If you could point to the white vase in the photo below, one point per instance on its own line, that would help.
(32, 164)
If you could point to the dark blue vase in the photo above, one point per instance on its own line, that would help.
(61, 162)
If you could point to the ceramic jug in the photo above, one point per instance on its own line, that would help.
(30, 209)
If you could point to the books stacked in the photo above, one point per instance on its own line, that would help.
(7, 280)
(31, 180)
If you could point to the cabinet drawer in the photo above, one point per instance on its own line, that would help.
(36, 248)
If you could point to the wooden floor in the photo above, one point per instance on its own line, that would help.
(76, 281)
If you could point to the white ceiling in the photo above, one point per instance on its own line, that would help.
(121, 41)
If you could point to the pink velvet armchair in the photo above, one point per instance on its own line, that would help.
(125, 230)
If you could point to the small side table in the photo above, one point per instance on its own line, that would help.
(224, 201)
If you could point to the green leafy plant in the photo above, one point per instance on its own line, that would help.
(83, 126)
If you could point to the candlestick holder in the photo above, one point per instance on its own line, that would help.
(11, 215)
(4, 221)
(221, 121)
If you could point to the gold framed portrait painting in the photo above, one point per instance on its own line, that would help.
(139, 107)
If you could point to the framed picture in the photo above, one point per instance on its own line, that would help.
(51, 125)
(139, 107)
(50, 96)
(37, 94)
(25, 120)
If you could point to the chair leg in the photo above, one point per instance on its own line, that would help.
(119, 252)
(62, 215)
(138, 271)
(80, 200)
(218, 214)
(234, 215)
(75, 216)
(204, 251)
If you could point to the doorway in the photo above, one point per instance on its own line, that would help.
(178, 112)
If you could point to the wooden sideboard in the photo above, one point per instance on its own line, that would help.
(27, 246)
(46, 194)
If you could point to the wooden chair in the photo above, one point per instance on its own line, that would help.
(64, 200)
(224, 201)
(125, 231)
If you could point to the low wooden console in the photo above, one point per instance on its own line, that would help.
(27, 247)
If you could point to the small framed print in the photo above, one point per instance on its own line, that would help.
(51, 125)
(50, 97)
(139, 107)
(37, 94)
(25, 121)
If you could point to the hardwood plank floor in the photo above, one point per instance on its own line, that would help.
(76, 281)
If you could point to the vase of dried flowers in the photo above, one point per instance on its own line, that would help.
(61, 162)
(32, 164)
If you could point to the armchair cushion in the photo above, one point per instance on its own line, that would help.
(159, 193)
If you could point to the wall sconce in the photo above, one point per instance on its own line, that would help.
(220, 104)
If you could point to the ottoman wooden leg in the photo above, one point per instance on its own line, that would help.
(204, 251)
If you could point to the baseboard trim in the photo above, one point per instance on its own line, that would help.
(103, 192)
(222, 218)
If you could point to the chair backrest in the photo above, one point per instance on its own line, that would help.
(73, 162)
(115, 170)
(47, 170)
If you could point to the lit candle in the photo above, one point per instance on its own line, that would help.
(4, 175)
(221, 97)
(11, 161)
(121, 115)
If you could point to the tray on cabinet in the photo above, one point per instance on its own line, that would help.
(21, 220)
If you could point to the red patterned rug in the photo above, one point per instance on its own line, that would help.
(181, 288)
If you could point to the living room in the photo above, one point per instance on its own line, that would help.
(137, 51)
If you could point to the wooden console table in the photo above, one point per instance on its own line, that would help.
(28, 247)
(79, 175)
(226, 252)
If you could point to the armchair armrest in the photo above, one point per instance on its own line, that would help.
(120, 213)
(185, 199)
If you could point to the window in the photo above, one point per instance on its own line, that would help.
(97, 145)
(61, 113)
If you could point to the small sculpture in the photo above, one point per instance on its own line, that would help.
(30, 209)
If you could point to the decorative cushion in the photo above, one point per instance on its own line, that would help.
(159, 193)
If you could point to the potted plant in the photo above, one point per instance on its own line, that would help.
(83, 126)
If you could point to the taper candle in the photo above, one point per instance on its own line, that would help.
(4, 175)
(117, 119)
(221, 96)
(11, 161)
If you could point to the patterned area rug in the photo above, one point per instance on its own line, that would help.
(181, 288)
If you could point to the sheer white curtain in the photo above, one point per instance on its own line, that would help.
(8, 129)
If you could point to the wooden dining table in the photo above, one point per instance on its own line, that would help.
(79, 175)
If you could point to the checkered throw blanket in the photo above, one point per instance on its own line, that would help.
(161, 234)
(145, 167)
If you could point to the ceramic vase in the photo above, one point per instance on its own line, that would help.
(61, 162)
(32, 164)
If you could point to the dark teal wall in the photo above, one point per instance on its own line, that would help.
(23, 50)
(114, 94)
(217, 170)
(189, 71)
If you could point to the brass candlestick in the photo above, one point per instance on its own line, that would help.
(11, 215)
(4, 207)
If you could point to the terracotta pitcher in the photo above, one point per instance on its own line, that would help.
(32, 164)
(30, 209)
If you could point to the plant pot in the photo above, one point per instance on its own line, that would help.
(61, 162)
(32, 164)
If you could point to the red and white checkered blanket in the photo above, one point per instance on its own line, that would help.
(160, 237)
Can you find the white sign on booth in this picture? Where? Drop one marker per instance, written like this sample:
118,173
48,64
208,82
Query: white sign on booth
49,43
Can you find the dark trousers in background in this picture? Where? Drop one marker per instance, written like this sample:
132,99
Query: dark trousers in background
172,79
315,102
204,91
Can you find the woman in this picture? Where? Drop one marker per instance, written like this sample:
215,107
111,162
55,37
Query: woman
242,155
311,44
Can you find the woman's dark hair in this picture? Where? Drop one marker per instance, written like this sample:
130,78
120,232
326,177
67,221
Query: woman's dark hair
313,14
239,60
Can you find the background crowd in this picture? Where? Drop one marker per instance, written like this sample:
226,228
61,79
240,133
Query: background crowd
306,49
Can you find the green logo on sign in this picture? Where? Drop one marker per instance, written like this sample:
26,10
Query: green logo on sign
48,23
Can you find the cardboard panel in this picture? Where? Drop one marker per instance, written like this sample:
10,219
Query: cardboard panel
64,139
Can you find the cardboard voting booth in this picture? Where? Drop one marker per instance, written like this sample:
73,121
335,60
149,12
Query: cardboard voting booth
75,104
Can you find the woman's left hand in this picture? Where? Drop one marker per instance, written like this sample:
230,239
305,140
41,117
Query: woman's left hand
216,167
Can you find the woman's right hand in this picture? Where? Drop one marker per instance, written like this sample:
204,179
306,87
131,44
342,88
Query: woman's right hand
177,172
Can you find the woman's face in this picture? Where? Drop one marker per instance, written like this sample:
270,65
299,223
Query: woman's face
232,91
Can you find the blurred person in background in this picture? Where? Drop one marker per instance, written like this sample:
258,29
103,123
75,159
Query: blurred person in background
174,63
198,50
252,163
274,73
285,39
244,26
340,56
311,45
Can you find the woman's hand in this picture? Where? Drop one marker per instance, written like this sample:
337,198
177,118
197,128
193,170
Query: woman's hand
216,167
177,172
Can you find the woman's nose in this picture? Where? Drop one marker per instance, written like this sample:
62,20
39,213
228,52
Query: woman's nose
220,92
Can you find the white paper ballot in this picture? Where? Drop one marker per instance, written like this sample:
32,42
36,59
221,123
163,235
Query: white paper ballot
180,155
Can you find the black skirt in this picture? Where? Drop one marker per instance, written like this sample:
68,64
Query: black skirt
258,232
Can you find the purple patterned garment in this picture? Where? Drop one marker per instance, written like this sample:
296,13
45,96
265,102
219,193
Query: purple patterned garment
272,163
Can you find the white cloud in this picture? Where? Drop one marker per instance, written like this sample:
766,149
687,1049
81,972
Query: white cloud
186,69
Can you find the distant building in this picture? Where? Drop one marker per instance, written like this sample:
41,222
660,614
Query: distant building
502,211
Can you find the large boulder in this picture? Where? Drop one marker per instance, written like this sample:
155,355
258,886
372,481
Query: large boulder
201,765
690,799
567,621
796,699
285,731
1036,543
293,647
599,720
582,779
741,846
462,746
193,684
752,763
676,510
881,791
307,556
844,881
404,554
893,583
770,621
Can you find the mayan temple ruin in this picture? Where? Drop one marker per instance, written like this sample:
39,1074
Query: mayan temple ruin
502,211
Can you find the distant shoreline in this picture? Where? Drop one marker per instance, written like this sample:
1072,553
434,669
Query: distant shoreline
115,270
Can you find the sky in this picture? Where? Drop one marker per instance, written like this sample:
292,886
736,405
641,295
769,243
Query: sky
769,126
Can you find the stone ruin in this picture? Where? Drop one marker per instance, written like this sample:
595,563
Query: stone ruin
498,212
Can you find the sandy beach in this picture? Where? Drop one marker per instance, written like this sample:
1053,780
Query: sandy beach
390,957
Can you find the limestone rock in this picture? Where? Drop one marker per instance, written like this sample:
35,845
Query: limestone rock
□ □ □
◆ YOUR GOAL ◆
Search the records above for the string "limestone". Copy every line that contains it.

◆ FINISHED TASK ◆
Can you find the limestone rock in this picture? Where? Drop one marker per instance, written like this sample:
Query: limestone rock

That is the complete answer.